[[ Text section open ]]

Thomas Ives

Profile
- Position: Wide receiver

Personal information
- Born: June 25, 1997 (age 28) Hinsdale, Illinois, U.S.
- Height: 6 ft 4 in (1.93 m)
- Weight: 218 lb (99 kg)

Career information
- High school: Hinsdale Central
- College: Colgate
- NFL draft: 2019: undrafted

Career history
- Chicago Bears (2019–2021)*;
- * Offseason and/or practice squad member only
- Stats at Pro Football Reference

= Thomas Ives =

American football player (born 1996)

Thomas Ives (born June 25, 1997) is an American football wide receiver. He played college football at Colgate and was signed by the Chicago Bears as an undrafted free agent in 2019.

==Early life==
At Hinsdale Central High School, Ives played for the football and basketball teams. In 2014, Hinsdale Central reached the Class 8A state playoffs with an 8–3 record; Ives led the team as a captain with 48 receptions for 888 yards and 12 touchdowns. Ives led the team in scoring as he broke program records for receptions and receiving touchdowns in a season.

==College career==
Ives attended Colgate, where he played wide receiver for the football program for four years, beginning in 2015.

In his freshman season, Ives saw little playing time in the regular season, catching just one pass for nine yards in a week eight win over Georgetown. But across three playoff games, Ives hauled in five passes for 98 yards. In his sophomore season, Ives caught nine passes for 142 yards and one touchdown. As a junior, Ives led the Raiders in several statistical categories, as he hauled in a team-best 353 receiving yards and seven touchdowns. He tied for the second-most receptions on the team, with 23 passes caught. Prior to his senior season, Ives was named a team captain and to the preseason all-Patriot League team. Ives caught just 15 passes for 263 yards and one touchdown as an injury limited Ives in two games and took him out of three games.

Ives graduated from Colgate with a degree in political science.

[[ Text section closed ]]

◆ Work instruction ◆
Reproduce the passage of the Thomas Ives text from "American football player" to "in a season.". Nothing in the records is needed here.

[[ Data supplied open ]]

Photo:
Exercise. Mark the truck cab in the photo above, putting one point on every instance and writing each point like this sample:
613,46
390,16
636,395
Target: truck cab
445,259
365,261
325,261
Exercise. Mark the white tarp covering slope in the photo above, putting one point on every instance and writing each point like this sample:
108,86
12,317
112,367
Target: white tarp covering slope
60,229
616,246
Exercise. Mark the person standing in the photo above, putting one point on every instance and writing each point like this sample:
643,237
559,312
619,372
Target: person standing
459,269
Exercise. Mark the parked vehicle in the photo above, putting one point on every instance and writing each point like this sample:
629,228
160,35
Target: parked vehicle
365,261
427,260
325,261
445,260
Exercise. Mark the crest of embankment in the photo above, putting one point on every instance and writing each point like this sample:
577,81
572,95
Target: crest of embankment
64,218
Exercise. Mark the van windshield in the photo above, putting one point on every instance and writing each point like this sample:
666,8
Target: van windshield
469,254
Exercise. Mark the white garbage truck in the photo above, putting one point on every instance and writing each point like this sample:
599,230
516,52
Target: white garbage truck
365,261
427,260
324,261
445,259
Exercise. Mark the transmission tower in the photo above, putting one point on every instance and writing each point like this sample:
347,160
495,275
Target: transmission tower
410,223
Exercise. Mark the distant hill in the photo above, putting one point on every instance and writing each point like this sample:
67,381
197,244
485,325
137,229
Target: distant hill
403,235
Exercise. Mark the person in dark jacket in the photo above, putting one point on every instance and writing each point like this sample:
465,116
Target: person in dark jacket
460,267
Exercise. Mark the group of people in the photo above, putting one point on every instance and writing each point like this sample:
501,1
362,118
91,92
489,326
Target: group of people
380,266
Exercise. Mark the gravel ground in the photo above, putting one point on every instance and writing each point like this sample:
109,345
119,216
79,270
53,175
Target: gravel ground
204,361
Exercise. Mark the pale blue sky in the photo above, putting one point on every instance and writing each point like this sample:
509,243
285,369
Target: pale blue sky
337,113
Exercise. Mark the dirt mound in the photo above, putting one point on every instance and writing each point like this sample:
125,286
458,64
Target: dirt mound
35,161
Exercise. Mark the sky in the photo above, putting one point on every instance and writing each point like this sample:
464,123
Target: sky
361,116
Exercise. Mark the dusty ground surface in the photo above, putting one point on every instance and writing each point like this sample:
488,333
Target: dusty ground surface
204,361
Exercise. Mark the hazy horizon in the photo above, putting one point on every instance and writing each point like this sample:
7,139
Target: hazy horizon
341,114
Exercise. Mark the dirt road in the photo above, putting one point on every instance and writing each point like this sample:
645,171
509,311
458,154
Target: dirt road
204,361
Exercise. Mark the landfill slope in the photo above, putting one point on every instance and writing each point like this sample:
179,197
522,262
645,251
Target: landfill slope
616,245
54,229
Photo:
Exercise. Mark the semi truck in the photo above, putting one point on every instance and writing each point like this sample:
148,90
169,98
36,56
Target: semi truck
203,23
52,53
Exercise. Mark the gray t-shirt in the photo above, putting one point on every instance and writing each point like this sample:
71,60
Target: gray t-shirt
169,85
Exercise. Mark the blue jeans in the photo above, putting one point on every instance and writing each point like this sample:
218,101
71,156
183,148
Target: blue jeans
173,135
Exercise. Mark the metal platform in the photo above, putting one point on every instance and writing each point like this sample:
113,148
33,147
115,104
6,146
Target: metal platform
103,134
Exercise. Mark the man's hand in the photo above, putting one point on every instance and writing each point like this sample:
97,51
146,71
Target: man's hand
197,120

[[ Data supplied closed ]]

◆ Worked solution ◆
American football player (born 1996)

Thomas Ives (born June 25, 1997) is an American football wide receiver. He played college football at Colgate and was signed by the Chicago Bears as an undrafted free agent in 2019.

==Early life==
At Hinsdale Central High School, Ives played for the football and basketball teams. In 2014, Hinsdale Central reached the Class 8A state playoffs with an 8–3 record; Ives led the team as a captain with 48 receptions for 888 yards and 12 touchdowns. Ives led the team in scoring as he broke program records for receptions and receiving touchdowns in a season.